What is required ▸ Copy the material below, beginning at the line that contains "In this exercise you will tag every instance of the side" and continuing through the line that contains "<point>104,99</point>". Give every line in that stretch and nothing else, and shift each x and y coordinate in the marked points up by 14.

-------- Provided data

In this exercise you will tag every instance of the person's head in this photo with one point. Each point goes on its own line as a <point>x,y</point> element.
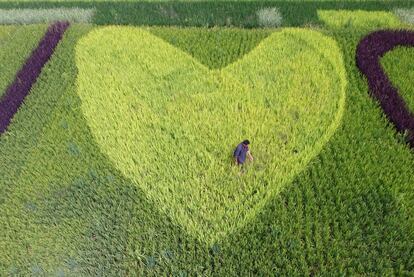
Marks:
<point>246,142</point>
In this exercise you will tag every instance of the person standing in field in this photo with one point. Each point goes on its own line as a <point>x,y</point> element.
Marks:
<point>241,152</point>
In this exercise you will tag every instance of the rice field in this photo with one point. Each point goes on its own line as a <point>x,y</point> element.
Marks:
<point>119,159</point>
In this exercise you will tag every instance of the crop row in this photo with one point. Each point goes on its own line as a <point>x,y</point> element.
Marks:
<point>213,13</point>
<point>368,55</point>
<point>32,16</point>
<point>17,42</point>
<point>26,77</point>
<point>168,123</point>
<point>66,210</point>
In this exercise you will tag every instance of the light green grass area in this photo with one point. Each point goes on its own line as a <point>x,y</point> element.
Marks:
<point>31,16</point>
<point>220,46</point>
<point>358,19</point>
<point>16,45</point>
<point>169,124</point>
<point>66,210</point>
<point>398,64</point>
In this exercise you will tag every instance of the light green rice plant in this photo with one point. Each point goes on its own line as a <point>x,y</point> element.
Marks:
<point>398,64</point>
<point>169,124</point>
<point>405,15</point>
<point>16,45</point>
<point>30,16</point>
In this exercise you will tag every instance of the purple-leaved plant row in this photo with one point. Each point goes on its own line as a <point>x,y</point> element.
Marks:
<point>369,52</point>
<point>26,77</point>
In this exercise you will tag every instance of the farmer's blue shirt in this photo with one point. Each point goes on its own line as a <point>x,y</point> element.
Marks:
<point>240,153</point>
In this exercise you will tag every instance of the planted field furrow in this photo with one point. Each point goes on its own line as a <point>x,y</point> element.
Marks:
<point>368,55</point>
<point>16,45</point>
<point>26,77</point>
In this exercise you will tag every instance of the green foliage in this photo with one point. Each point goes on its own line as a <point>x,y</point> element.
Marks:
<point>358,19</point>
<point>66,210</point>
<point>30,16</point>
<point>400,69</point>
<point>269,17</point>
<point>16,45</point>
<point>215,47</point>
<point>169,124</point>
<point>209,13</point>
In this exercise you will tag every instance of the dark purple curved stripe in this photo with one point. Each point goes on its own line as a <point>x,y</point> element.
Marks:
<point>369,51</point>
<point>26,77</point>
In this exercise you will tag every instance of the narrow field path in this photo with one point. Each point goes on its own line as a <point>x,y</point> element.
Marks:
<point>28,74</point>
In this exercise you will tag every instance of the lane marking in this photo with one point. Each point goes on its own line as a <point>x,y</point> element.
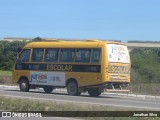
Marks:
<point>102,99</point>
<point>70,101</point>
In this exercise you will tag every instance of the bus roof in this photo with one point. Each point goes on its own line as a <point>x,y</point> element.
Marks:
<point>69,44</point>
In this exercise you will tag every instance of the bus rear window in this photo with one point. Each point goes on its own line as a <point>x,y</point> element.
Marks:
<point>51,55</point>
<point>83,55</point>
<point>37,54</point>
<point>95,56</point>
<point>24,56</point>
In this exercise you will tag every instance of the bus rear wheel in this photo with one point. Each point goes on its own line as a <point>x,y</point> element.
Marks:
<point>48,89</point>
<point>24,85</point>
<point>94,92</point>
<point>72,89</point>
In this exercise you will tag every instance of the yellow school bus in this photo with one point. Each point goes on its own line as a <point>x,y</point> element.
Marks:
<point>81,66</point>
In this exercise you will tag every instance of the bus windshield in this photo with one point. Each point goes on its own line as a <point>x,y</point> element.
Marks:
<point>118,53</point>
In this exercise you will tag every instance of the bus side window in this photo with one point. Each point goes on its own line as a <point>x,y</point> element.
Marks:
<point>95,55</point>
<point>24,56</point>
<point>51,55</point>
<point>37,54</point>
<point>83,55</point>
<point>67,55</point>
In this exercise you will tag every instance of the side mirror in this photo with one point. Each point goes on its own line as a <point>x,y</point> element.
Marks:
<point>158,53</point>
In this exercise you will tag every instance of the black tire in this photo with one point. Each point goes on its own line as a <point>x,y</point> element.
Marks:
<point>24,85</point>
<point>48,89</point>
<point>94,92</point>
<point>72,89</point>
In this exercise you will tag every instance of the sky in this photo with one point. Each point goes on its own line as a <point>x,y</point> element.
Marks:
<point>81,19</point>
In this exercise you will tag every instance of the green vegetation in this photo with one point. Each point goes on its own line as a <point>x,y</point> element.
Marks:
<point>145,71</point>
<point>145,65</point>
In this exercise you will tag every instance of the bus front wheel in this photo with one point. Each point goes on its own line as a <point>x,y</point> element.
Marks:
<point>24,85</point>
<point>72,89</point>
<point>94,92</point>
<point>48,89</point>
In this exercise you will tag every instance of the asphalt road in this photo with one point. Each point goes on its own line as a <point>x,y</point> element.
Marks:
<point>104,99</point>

----------------
-------- Provided data

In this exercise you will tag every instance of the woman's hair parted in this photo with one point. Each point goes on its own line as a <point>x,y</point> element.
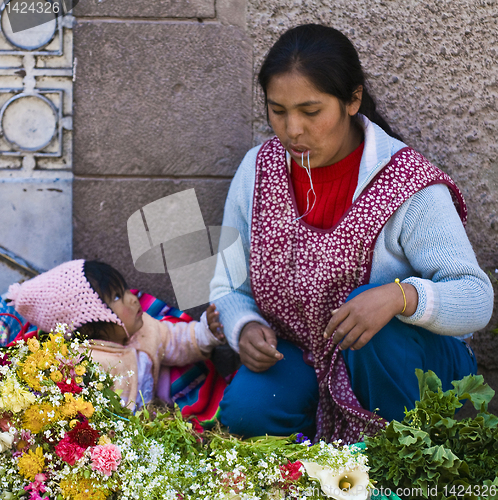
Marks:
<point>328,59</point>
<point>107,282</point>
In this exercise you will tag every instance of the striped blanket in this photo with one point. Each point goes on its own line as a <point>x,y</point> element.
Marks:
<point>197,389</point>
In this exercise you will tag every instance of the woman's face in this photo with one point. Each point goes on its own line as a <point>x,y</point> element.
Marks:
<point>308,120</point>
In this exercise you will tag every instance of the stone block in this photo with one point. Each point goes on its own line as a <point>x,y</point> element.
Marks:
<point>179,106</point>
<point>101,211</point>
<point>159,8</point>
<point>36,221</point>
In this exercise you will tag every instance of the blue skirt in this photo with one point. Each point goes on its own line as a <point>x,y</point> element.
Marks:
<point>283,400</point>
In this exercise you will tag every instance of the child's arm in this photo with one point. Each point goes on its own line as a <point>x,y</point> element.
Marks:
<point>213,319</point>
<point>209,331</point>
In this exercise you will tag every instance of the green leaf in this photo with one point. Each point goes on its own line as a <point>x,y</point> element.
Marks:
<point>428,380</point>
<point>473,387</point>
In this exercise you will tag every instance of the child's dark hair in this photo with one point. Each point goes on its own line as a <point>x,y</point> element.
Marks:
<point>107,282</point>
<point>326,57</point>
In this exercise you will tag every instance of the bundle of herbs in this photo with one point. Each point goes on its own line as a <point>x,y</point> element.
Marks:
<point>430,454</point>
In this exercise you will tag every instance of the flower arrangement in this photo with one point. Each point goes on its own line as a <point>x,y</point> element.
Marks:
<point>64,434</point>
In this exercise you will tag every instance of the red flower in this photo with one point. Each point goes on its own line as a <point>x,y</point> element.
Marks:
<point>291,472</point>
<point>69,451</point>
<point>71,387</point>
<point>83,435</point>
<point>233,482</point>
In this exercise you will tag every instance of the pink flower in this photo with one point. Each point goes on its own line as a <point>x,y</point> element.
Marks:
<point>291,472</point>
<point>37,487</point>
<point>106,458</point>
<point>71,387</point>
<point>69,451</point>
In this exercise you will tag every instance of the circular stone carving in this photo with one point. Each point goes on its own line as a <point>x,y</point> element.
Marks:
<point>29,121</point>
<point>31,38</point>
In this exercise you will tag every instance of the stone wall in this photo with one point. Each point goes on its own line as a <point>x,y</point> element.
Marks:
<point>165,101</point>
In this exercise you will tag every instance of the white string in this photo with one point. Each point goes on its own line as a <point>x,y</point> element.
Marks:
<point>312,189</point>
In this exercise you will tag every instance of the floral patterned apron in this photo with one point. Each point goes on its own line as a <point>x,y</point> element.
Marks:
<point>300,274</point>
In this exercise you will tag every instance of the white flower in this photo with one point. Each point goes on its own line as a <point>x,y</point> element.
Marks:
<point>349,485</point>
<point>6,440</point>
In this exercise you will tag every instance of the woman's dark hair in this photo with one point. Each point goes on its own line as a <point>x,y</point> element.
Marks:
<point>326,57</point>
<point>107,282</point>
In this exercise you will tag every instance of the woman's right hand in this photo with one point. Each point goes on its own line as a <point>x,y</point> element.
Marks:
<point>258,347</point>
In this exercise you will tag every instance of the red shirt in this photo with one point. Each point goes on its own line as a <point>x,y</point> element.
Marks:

----------------

Response to the task ▸
In this exercise you will tag every instance of the side mirror in this photo with one point. Each point goes on its own line as a <point>x,y</point> element.
Marks:
<point>172,67</point>
In this exercise you will tag every instance of the black tire in this photo with one point. Each point goes on its own line as a <point>x,y</point> element.
Marks:
<point>38,99</point>
<point>62,103</point>
<point>108,106</point>
<point>86,103</point>
In this exercise you will tag every instance of the sky in this photo with one point. Each point goes on its own line as a <point>x,y</point> element.
Marks:
<point>95,33</point>
In this exercise you will tag every instance of the green vegetation in this photo with one point. Each point goes on its own line as a <point>x,y</point> element.
Marks:
<point>159,85</point>
<point>159,79</point>
In this exercise you will tag every instance of the bus front wheel in this photo with one point. Each point goes on its own line as a <point>x,y</point> element.
Marks:
<point>38,99</point>
<point>86,103</point>
<point>108,106</point>
<point>62,103</point>
In this exercise you will tag every instance of the asphalt road in this photo with one point. Each point goes on its own line as a <point>x,y</point> element.
Marks:
<point>118,113</point>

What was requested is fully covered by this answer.